(TEXT SECTION)
══════

Actually, maybe that was a goose. Do people even eat geese? Great. Add geese and ducks to the animals that I get confused along with alligators and crocodiles and crows and ravens. This lack of rudimentary animal knowledge probably should disqualify me as a movie reviewer. In my defense, this bird that was being inflated did not have any feathers. Apparently, you don't cook fowl with the feathers on.

I've spent more time than I should looking for a gif of Sihung Lung inflating the duck. How does one make a gif? Before continuing this, I'm going to take a look at that.

I just watched that opening sequence again with all the food. I have to admit, friends, that I got a little hard. I had no luck making a gif, but I watched the duck thing seven times which is almost the same thing.

This is taking me way too long to write, and I'm not sure I've even said anything about the movie yet. That's probably not good.

Along with the scenes where the dad--or in a couple of scenes, one of the daughters--prepares food, I also liked an early shot where the father is called into the gigantic kitchen where they're preparing food for a whole bunch of people in a very fancy place. The way the camera whisks through that kitchen, all that activity, the noise swells. It made the kitchen look like the most exciting place on earth, and for all I know, it really is. I mean, people inflating ducks and all.

══════

(MATERIAL SHOWN)
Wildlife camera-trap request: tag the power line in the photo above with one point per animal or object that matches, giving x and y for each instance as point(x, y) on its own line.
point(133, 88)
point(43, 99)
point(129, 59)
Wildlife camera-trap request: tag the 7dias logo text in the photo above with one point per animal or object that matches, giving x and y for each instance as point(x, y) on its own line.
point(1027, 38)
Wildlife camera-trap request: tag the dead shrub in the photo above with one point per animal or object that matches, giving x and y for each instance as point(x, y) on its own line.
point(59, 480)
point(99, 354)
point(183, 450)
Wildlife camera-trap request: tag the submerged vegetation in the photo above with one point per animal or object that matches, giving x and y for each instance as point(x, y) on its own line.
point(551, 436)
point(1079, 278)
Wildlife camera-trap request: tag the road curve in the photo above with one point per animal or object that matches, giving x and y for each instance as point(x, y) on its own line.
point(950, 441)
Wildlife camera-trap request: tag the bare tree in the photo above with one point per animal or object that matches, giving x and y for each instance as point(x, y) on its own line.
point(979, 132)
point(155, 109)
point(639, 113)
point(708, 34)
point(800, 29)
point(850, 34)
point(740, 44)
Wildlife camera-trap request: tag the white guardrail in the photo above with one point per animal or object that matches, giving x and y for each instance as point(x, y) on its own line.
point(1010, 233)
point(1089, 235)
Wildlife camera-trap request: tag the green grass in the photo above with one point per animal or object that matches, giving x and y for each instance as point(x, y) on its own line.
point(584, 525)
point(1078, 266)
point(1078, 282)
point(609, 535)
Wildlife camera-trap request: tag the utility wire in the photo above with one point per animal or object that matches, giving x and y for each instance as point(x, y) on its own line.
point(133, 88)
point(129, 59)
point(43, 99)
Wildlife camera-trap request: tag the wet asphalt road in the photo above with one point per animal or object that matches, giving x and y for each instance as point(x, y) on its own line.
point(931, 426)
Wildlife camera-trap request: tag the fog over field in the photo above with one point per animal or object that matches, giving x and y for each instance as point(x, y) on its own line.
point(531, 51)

══════

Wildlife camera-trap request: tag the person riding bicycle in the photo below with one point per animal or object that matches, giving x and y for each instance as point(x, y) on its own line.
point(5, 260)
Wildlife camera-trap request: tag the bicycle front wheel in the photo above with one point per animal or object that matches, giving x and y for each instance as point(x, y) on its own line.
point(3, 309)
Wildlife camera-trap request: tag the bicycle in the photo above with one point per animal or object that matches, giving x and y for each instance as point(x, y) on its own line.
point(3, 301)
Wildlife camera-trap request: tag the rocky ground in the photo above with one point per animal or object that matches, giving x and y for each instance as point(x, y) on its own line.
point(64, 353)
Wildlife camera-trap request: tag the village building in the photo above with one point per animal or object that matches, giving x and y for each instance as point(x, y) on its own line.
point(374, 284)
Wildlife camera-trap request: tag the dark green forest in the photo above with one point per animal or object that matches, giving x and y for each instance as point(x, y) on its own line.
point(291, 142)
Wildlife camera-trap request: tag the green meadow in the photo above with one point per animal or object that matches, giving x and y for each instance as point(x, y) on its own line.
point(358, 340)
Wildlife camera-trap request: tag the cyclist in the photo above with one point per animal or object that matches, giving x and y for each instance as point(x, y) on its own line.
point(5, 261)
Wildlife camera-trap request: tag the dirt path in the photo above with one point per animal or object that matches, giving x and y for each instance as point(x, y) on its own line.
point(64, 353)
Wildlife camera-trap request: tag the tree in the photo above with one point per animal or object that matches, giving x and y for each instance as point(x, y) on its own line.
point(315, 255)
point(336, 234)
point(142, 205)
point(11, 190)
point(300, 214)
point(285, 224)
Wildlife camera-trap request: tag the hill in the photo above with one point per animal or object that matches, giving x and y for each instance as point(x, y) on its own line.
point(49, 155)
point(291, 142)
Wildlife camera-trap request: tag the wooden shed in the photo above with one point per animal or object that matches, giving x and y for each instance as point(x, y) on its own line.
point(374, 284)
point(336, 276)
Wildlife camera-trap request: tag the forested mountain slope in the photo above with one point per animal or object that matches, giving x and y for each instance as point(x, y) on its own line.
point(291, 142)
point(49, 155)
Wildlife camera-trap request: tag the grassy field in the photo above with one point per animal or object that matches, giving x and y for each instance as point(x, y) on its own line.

══════

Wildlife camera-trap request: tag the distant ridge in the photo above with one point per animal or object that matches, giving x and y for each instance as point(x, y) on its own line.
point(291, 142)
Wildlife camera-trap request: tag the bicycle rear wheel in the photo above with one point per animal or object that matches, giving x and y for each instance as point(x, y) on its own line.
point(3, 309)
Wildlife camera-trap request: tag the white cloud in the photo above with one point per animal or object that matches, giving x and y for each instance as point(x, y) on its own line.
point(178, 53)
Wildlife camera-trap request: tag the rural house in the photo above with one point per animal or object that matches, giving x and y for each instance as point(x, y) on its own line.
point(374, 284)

══════

(EXERCISE REQUIREMENTS)
• A. In the movie review, how many times did the writer watch the duck scene?
• B. Continue the movie review, picking up after its last sentence.

(ANSWERS BELOW)
• A. Seven times.

• B.
No spoilers, but I loved a scene with the dad's friend who, earlier in the movie, says, "Just like me to be almost killed by a fart." I really hope that's the title of the final chapter of my autobiography, but I'm not sure how that's going to happen.

I was surprised to see Wendy's in this. Is it product placement if you follow all these exquisite shots of all this food preparation and then follow it with shots in a busy fast food restaurant? Probably not.

I've digressed enough, but I kind of loved spending time with these characters. Ang Lee gives us fragments of information about the lives of these daughters, filling us in one insignificant detail at a time, and it all comes together so perfectly. Sunday dinners have these "little announcements" that almost work like punchlines, bringing surprises and revelations. It has a lot to say about--without telling you anything at all--father/daughter relationships, the clash between traditions and modern thinking, the way families communicate (through food or, in one case, through karaoke), friendship, people's taste for life, romantic love. With only hints at actual plots, Lee still manages to give us surprises around every corner.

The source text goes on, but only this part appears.